[[ The data open ]]

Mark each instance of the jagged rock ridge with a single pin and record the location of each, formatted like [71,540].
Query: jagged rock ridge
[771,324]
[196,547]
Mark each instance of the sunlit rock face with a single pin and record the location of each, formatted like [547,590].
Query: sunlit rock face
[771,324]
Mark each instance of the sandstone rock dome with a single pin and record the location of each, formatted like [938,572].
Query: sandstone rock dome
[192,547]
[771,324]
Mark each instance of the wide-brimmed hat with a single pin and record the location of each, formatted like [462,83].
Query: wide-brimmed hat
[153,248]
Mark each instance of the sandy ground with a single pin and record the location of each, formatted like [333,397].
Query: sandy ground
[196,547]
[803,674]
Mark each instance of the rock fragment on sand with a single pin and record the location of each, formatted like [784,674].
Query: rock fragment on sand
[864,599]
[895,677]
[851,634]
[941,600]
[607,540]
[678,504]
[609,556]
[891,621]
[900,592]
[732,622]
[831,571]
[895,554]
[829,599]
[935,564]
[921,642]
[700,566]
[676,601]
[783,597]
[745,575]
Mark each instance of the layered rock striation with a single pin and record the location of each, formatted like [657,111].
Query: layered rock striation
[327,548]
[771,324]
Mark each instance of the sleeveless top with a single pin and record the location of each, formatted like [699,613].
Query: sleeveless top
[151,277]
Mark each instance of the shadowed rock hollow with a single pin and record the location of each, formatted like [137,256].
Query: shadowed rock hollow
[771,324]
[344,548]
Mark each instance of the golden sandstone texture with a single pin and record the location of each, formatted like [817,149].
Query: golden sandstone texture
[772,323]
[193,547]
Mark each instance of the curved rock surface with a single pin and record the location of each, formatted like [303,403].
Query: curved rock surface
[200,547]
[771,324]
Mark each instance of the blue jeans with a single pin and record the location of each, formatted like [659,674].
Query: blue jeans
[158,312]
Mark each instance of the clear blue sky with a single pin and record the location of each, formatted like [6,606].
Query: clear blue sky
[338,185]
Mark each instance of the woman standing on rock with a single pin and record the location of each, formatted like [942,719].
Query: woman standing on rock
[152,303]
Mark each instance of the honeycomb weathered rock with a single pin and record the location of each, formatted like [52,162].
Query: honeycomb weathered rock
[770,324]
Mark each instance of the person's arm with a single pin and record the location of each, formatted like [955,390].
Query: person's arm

[[ The data closed ]]

**Problem**
In the preceding material, find each line holding the word "person" and copy it out.

**Response to the exercise**
Mark each instance of the person's arm with a single pin and record the location of each, formatted like [955,390].
Query: person's arm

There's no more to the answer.